Copy out the rows below, substituting "coarse mask" for each occurrence of "rough mask" and changing nothing else. Omit the pictures from your copy.

☆ ☆ ☆

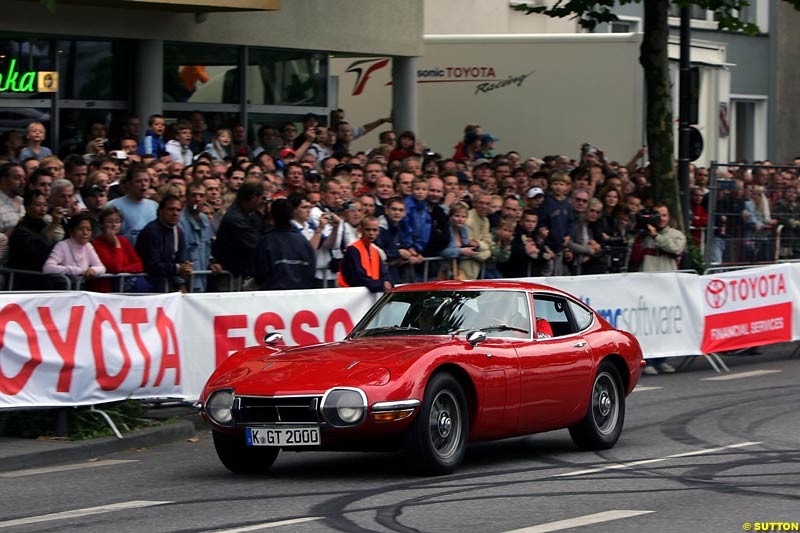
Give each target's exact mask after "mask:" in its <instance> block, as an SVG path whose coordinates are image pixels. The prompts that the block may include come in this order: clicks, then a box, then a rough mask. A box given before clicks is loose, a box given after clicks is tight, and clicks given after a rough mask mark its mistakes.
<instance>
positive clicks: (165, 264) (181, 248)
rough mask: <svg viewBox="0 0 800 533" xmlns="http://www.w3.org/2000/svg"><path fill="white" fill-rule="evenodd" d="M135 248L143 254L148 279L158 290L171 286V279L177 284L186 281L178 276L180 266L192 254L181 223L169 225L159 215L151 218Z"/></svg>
mask: <svg viewBox="0 0 800 533" xmlns="http://www.w3.org/2000/svg"><path fill="white" fill-rule="evenodd" d="M176 238H177V239H178V242H177V243H176V242H175V239H176ZM136 252H137V253H138V254H139V257H141V258H142V265H143V266H144V271H145V273H147V280H148V281H149V282H150V284H151V285H152V286H153V288H154V289H155V290H156V291H162V290H165V289H167V290H169V285H170V281H171V282H172V283H174V284H175V285H183V284H184V282H185V280H184V279H183V278H181V277H178V266H179V265H180V263H183V262H184V261H186V260H187V259H188V258H189V255H188V254H187V253H186V241H185V239H184V237H183V232H182V231H181V229H180V228H179V227H178V226H174V227H170V226H166V225H164V224H163V223H162V222H161V221H160V220H159V219H155V220H154V221H152V222H150V223H149V224H147V225H146V226H145V227H144V228H143V229H142V231H141V233H139V238H138V239H137V240H136Z"/></svg>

☆ ☆ ☆

== Answer to this exercise ==
Give each target's exact mask after "mask:" in its <instance> block, as an SVG path whose coordinates are image pixels. The prompts that the block may include come in this order: clicks, then a box, then a coarse mask. A box given before clicks is loose, a box given after clicks is tight, and clicks given after a coarse mask mark its mistakes.
<instance>
positive clicks: (165, 264) (181, 248)
coarse mask: <svg viewBox="0 0 800 533" xmlns="http://www.w3.org/2000/svg"><path fill="white" fill-rule="evenodd" d="M135 248L143 254L148 279L158 290L171 286V279L177 284L186 281L178 276L180 266L192 254L181 223L169 225L159 215L151 218Z"/></svg>
mask: <svg viewBox="0 0 800 533" xmlns="http://www.w3.org/2000/svg"><path fill="white" fill-rule="evenodd" d="M176 238H177V239H178V242H177V243H176V242H175V239H176ZM136 252H137V253H138V254H139V257H141V258H142V265H143V266H144V271H145V273H147V280H148V281H149V282H150V284H151V285H152V286H153V288H154V289H155V290H156V291H162V290H165V289H167V290H169V285H170V281H171V282H172V283H174V284H175V285H183V284H184V282H185V280H184V279H183V278H181V277H178V266H179V265H180V263H183V262H184V261H186V260H187V259H188V258H189V255H188V254H187V253H186V241H185V239H184V237H183V232H182V231H181V229H180V228H179V227H178V226H174V227H170V226H166V225H164V224H163V223H162V222H161V221H160V220H159V219H155V220H154V221H152V222H150V223H149V224H147V225H146V226H145V227H144V228H143V229H142V231H141V233H139V238H138V239H137V240H136Z"/></svg>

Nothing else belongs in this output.